▸ Things to do:
a – From the text on the 2008 United States Men's Curling Championship, list every player on the winning team along with the position each one played.
b – In the text on the 2008 United States Men's Curling Championship, write down word for word the passage starting at "- Host city: Hibbing, MN" and ending at "in 7th place.".

[BEGIN Excerpt provided]

- Host city: Hibbing, MN
- Arena: Hibbing Curling Club
- Dates: February 16-23, 2008
- Winner: Team Brown
- Curling club: Madison CC, McFarland, WI
- Skip: Craig Brown
- Third: Rich Ruohonen
- Second: John Dunlop
- Lead: Pete Annis
- Finalist: Craig Disher

= 2008 United States Men's Curling Championship =

The 2008 United States Men's Curling Championship was held from February 16 to 23 at the Hibbing Curling Club in Hibbing, Minnesota. It was held in conjunction with the 2008 United States Women's Curling Championship. Craig Brown skipped his team to victory, his second national title. Craig Disher was runner-up for the third year in a row. As national champions, Team Brown earned the opportunity to represent the United States at the 2008 World Men's Curling Championship in Grand Forks, North Dakota, where they finished in 7th place.

[END Excerpt provided]
[BEGIN Data]

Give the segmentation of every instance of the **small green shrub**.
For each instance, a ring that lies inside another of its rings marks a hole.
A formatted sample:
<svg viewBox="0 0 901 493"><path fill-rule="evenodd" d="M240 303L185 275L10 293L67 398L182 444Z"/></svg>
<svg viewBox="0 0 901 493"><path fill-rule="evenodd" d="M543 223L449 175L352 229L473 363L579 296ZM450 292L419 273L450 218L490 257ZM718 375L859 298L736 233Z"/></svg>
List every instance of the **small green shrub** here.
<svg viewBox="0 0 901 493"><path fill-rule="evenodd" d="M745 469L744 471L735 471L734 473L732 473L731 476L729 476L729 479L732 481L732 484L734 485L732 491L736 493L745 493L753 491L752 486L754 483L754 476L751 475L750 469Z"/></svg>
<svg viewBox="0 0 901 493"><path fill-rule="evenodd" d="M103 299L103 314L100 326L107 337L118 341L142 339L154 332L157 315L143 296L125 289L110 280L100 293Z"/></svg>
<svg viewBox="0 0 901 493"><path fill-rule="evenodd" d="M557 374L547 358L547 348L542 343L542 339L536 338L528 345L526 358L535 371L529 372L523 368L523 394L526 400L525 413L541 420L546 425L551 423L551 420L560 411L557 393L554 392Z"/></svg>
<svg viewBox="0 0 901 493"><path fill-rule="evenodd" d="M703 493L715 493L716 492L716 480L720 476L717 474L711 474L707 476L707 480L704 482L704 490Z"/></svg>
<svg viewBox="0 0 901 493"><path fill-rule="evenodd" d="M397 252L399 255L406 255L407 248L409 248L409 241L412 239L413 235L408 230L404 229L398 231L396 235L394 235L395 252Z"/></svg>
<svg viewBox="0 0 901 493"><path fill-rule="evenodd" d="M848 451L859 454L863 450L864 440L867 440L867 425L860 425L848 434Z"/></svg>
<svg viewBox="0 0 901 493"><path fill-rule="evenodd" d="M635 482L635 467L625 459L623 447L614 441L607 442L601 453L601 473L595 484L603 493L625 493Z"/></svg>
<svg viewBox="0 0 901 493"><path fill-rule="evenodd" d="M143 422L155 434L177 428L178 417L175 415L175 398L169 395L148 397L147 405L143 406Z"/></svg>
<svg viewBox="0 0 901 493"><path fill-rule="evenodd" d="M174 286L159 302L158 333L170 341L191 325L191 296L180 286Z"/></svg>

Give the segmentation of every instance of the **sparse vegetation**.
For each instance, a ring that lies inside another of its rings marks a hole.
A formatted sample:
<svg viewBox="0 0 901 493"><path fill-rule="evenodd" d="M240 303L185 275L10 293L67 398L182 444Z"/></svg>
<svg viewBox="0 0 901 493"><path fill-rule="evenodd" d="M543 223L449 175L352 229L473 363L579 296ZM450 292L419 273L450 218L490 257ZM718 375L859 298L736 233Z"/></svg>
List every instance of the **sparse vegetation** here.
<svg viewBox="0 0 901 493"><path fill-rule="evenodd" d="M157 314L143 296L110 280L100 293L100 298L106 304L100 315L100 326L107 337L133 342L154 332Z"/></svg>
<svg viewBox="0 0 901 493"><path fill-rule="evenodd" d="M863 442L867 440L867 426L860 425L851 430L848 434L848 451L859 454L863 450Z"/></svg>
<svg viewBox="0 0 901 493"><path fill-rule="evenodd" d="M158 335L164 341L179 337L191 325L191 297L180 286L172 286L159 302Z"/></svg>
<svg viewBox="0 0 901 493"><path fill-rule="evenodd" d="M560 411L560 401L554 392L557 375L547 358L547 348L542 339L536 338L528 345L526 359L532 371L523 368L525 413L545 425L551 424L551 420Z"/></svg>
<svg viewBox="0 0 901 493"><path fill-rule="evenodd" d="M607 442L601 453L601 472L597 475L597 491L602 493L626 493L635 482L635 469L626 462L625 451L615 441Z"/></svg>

[END Data]

▸ Expected responses:
a – Craig Brown (skip), Rich Ruohonen (third), John Dunlop (second), Pete Annis (lead)

b –
- Host city: Hibbing, MN
- Arena: Hibbing Curling Club
- Dates: February 16-23, 2008
- Winner: Team Brown
- Curling club: Madison CC, McFarland, WI
- Skip: Craig Brown
- Third: Rich Ruohonen
- Second: John Dunlop
- Lead: Pete Annis
- Finalist: Craig Disher

= 2008 United States Men's Curling Championship =

The 2008 United States Men's Curling Championship was held from February 16 to 23 at the Hibbing Curling Club in Hibbing, Minnesota. It was held in conjunction with the 2008 United States Women's Curling Championship. Craig Brown skipped his team to victory, his second national title. Craig Disher was runner-up for the third year in a row. As national champions, Team Brown earned the opportunity to represent the United States at the 2008 World Men's Curling Championship in Grand Forks, North Dakota, where they finished in 7th place.